**PROVIDED RECORDS**
/---

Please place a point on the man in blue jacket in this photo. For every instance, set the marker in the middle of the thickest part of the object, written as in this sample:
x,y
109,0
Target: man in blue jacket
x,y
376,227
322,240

\---

**WHAT THE TASK REQUIRES**
For this exercise, give every entry again exactly as it appears.

**EXERCISE OUTPUT**
Please place a point on the man in blue jacket in this photo. For every instance, set the marker in the middle of the thickest part of the object, written as in this sample:
x,y
109,0
Target: man in blue jacket
x,y
376,227
322,240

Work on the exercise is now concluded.